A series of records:
_ _ _ _ _ _ _
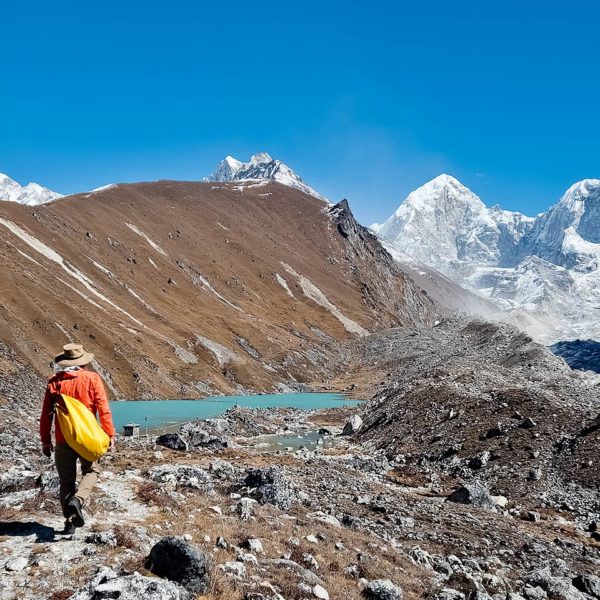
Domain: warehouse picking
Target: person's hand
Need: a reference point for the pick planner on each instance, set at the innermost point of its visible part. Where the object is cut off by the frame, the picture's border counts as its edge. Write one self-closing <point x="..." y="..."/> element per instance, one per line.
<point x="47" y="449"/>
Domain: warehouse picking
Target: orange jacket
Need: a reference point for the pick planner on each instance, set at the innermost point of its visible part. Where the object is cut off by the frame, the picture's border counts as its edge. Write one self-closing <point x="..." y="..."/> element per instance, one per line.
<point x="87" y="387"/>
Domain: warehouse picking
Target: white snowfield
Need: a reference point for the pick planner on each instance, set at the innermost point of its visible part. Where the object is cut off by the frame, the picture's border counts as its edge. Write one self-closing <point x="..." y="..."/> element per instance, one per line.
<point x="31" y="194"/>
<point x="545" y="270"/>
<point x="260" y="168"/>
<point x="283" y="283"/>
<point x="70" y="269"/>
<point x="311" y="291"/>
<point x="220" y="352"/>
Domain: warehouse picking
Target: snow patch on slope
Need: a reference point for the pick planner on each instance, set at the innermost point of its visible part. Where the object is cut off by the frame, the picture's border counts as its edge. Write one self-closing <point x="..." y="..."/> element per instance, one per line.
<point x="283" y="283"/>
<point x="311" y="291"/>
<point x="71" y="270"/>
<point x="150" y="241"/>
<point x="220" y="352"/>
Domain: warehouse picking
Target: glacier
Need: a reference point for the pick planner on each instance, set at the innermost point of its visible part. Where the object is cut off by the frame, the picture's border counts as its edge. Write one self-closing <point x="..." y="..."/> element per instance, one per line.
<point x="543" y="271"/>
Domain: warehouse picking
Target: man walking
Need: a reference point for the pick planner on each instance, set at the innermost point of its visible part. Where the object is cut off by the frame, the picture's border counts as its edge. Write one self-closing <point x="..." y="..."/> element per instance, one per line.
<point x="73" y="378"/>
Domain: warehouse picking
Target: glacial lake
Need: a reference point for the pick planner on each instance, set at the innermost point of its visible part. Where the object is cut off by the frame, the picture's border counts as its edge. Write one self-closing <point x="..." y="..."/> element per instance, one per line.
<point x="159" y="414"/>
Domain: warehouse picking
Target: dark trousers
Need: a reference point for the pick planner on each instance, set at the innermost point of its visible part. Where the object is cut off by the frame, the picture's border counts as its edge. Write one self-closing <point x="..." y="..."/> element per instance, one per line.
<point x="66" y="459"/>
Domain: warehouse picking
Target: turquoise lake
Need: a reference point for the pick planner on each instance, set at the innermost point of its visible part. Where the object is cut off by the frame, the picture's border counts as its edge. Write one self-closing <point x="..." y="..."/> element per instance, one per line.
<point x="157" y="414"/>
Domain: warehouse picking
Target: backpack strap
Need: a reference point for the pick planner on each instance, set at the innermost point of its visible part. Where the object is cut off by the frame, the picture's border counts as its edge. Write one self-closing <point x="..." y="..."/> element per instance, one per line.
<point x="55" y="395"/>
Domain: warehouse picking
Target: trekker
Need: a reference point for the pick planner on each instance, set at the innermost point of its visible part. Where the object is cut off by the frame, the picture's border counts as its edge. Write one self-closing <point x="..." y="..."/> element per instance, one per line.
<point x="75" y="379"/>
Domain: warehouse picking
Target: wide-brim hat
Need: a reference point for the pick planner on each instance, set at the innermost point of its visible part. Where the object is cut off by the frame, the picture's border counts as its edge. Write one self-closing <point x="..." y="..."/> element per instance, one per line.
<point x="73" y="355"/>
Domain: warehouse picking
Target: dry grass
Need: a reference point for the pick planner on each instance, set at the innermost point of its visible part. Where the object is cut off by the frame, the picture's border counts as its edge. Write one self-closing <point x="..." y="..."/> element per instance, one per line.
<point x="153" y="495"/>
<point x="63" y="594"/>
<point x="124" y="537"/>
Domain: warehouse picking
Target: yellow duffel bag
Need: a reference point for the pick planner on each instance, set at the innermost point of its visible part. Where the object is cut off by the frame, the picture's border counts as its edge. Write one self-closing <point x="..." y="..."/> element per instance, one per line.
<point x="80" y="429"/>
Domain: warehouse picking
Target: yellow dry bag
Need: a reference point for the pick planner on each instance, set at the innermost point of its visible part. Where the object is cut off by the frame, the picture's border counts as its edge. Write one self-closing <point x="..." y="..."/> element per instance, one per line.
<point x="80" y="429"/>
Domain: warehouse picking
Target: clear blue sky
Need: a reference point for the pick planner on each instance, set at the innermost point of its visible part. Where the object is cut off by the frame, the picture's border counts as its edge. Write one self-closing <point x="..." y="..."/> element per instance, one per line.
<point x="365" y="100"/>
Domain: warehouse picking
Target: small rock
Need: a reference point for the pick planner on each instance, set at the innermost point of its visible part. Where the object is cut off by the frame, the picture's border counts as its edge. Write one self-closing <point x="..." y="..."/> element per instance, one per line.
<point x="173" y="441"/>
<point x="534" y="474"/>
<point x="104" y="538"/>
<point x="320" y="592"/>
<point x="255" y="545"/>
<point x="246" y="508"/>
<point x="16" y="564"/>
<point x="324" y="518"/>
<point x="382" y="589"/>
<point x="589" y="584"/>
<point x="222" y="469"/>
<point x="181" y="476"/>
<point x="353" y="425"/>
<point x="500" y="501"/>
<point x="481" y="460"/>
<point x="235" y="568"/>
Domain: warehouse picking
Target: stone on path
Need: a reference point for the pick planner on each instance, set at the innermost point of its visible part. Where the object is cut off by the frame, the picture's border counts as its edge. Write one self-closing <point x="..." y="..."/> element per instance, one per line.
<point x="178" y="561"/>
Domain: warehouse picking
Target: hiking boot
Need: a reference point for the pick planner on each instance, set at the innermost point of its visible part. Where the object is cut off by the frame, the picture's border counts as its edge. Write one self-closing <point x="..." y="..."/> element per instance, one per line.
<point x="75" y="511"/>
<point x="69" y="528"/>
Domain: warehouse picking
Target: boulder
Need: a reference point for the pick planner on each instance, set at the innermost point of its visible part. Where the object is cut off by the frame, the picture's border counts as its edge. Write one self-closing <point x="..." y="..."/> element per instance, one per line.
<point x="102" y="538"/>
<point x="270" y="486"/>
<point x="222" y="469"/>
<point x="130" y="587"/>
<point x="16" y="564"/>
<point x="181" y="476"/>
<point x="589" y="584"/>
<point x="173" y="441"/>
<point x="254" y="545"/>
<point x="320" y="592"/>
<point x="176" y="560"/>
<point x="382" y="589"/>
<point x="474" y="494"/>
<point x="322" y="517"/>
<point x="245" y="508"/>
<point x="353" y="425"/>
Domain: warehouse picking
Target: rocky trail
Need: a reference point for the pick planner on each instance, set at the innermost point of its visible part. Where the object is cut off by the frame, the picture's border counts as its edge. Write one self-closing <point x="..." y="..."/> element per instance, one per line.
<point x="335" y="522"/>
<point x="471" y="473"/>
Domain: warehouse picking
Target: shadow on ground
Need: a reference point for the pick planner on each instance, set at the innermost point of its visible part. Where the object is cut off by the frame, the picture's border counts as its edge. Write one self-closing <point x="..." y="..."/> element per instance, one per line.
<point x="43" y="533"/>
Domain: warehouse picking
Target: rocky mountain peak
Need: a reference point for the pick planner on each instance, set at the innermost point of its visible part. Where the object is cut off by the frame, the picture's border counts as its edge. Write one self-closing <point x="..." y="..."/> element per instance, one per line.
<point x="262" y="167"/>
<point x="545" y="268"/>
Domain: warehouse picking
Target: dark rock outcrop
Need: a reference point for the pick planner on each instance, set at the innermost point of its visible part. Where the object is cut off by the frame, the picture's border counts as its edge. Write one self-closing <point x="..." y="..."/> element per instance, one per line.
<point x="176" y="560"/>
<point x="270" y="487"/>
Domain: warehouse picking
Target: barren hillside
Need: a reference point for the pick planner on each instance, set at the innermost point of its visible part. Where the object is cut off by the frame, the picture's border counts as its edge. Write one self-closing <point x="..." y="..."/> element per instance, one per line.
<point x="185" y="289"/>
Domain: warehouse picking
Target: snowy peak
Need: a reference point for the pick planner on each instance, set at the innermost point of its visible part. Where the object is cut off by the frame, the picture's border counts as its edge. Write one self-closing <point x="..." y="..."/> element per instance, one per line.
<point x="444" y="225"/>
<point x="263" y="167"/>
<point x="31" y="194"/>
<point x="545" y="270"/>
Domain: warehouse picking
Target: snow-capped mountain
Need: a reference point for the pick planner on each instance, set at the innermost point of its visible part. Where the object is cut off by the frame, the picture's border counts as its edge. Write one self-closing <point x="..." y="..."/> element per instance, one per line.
_ _ _ _ _ _ _
- EXERCISE DIRECTIONS -
Pick out every line of the data above that contains the word "mountain" and copy each one in full. Matching is case-sensitive.

- WORKED SOLUTION -
Target: rocky mountain peak
Target: snow-capped mountain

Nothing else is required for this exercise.